━━ Passage shown ━━

FAQ: Stopping down a lens combo

[rjlittlefield]

In another topic, I wrote that

[rjlittlefield]

Here is an illustration of how important it can be to stop down a combo at the proper place.

For the front lens, I'm using an old Mamiya Sekor 55 mm f/1.8 lens. For the rear lens, it's the Canon 55-200 mm 1:4.5-5.6 II kit lens that came with my 300D.

The rear lens is zoomed to 200 mm and set to closest focus, giving the setup about 3.8X magnification from lens to sensor.

The target is bunch of laser-printed dots, tipped back about 45 degrees.

Here's the target, with the front lens stopped down to f/16 (effective f/77).



Notice the two outlined areas, one near image center and one near left edge. We're going to look closer at those parts as I change aperture settings on the front and back lens.

First, the center dot...

Stopping the front lens. (These are nominal f-numbers. Multiply by 4.8 to get effective f-numbers, from roughly f/8.6 to f/77.)


Stopping the rear lens. (On the rear these are also the effective f-numbers, at least at f/8 and below.)


At image center, the above photos illustrate that there's almost no difference between stopping front and stopping rear.

But now let's look at the edge...

Stopping the front lens:


and stopping the rear lens:


It's pretty obvious, I think, that this particular combo looks pretty good if one stops down the front lens, but looks like complete junk if one stops down the rear. Stopping down the rear lens introduces a lot of transverse CA, and the resolution never does get decent at the edge.

Not all combos will work this same way or to this same extent -- it depends on the details of the lenses. But it should be obvious that stopping properly can have a huge effect on the result.

By the way, it's interesting to notice that this combo exhibits quite a bit of longitudinal CA. You can see in the first row of photos that dots in front of focus have red halos, while dots behind focus have blue. This effect is most obvious at wide apertures and diminishes as the lens is stopped down.

The crops are actual pixels at 4752x3168 from a Canon T1i camera, sensor size 22.3 mm x 14.9mm.

--Rik

[morfa]

Wow, I can't thank you enough for this Rik! I've been trying to get my head around this many times and I always end up in confusion. Now it makes perfect sense!

[rjlittlefield]

You're very welcome. I know that feeling all too well.

I've had to spend lots of time coming to grips with what apertures do. By "lots", I mean literally weeks of full-time confusion.

If I can help somebody else get it faster, that's great!

--Rik

[rjlittlefield]

There's one more aspect of combos and apertures that I want to cover before we close out this topic.

━━━

Task to carry out
In two sentences, summarize the lens-combo thread above.

━━ Provided records ━━

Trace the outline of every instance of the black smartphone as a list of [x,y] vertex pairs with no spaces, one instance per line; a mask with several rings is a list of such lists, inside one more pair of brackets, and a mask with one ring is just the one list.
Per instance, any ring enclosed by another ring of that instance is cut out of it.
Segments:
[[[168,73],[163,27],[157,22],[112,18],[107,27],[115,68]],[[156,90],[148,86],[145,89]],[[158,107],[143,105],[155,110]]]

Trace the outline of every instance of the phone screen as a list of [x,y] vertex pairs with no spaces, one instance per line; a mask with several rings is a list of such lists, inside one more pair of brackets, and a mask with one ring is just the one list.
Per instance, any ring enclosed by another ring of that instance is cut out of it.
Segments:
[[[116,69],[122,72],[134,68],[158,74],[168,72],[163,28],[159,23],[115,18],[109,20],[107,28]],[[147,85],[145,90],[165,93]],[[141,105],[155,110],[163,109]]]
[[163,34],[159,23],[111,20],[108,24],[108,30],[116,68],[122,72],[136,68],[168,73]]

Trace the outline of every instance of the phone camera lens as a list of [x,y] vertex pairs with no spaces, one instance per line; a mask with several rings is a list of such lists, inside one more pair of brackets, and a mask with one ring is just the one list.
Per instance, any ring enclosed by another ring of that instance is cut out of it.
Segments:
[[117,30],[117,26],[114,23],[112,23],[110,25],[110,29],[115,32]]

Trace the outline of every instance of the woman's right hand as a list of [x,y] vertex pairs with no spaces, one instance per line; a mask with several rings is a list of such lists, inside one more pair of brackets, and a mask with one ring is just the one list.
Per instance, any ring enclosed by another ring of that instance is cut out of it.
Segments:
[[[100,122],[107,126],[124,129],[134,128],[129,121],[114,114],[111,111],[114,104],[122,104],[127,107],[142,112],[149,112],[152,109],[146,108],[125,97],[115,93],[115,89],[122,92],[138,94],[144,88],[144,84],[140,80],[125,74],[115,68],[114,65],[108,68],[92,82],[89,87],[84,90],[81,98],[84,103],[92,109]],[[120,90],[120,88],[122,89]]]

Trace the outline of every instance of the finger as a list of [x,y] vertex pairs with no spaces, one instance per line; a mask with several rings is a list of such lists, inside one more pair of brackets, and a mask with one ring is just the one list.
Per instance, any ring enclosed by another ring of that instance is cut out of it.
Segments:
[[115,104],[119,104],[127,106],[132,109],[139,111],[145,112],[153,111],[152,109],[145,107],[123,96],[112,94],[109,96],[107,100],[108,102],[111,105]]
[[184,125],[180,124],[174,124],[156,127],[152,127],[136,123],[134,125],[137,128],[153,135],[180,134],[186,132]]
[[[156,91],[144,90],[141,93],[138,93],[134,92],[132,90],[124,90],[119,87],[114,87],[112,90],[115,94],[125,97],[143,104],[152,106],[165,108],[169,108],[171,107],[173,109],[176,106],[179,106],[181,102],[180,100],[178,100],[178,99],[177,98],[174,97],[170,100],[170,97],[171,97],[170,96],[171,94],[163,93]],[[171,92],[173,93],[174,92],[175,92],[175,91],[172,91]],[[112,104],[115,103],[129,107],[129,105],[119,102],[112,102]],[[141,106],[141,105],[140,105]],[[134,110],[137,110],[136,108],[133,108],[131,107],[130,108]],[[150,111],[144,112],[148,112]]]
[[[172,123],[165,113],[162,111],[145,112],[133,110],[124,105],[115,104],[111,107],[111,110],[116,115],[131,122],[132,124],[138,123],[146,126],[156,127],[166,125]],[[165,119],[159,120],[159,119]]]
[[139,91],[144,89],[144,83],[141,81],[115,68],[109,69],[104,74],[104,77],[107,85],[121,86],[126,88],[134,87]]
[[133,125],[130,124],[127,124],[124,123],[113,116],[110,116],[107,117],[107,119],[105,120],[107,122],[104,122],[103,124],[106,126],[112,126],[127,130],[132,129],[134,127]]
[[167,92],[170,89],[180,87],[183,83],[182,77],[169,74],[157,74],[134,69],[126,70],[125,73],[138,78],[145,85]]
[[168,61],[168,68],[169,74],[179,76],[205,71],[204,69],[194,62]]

━━━

Answer
A combo of an old Mamiya Sekor 55 mm f/1.8 front lens and a Canon 55-200 mm rear lens, set for about 3.8X magnification, shows almost no difference at image center between stopping down the front lens and stopping down the rear. At the edge, stopping the front lens looks pretty good, while stopping the rear introduces a lot of transverse CA and never gives decent resolution, which shows that stopping at the proper place can have a huge effect on the result.